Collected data
━━━━━━━━
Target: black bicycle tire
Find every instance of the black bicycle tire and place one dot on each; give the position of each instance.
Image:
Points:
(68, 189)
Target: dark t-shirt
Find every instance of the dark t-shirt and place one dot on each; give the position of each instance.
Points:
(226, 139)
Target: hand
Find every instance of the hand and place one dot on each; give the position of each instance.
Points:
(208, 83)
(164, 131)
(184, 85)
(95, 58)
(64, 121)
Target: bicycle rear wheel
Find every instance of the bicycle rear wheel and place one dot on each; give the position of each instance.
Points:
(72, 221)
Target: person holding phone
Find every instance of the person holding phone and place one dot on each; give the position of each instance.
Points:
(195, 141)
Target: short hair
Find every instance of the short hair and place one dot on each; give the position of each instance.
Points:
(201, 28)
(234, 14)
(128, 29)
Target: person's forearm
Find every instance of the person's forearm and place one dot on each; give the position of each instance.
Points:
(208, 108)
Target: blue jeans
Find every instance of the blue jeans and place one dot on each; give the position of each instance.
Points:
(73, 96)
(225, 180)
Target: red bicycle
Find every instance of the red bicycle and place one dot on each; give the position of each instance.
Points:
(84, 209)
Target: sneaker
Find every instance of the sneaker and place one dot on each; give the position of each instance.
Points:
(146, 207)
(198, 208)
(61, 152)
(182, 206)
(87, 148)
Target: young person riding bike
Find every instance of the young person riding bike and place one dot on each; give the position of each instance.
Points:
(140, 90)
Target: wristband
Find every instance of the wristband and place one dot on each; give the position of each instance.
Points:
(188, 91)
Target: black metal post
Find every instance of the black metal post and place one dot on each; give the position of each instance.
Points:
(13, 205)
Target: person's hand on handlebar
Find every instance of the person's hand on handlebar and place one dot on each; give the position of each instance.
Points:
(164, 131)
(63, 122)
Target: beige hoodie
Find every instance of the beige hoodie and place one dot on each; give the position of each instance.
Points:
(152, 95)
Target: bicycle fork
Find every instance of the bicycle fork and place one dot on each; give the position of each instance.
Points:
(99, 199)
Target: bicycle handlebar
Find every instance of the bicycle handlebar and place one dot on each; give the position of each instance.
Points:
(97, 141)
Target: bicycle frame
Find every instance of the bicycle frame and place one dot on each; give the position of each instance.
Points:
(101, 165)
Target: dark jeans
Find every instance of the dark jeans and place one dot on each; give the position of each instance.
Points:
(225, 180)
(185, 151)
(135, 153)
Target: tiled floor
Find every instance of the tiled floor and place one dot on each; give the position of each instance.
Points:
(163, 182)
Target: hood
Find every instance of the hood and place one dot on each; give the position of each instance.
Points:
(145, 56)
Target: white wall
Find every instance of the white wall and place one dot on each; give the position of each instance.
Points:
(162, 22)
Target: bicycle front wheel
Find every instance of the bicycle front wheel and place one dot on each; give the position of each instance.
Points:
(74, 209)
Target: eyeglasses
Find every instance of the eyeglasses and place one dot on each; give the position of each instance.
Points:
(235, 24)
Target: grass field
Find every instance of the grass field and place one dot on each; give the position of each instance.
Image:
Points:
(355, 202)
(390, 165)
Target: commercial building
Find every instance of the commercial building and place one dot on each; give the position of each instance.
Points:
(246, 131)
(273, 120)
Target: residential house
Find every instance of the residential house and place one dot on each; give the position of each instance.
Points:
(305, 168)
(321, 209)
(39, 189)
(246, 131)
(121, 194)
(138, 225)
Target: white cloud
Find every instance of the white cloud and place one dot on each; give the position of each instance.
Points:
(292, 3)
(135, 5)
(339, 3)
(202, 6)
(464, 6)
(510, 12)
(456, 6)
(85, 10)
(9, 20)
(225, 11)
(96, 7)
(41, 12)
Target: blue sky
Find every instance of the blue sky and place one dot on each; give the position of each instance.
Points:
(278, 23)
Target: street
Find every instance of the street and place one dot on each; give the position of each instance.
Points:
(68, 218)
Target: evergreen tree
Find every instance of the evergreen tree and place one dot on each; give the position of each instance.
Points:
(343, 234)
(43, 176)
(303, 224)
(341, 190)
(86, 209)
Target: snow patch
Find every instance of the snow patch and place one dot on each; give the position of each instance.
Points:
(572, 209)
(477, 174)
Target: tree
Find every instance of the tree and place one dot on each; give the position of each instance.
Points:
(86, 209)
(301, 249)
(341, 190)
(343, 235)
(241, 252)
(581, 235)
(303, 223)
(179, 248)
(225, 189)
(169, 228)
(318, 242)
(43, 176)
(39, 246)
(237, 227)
━━━━━━━━
What you are asked to do.
Return the entries above unchanged, starting at the first line and stopping after the line with "Target: person's forearm".

Solution to this problem.
Target: black bicycle tire
Find every instance of the black bicycle tire and place one dot on each; give the position of each instance.
Image:
Points:
(68, 189)
Target: dark t-shirt
Find every instance of the dark t-shirt and place one dot on each; give the position of each instance.
Points:
(226, 139)
Target: hand
Find every instance of the hand and place one dot on each; give the position of each instance.
Points:
(208, 83)
(164, 131)
(184, 85)
(95, 58)
(64, 121)
Target: bicycle rear wheel
Find every instance of the bicycle rear wheel and place one dot on each; give the position of each instance.
Points:
(72, 221)
Target: person holding phone
Find every instance of the person holding phone and place one dot on each; give the position of each instance.
Points:
(195, 141)
Target: short hair
Find every instance of the short hair and place one dot on each; give the position of each instance.
Points:
(201, 28)
(234, 14)
(128, 29)
Target: person's forearm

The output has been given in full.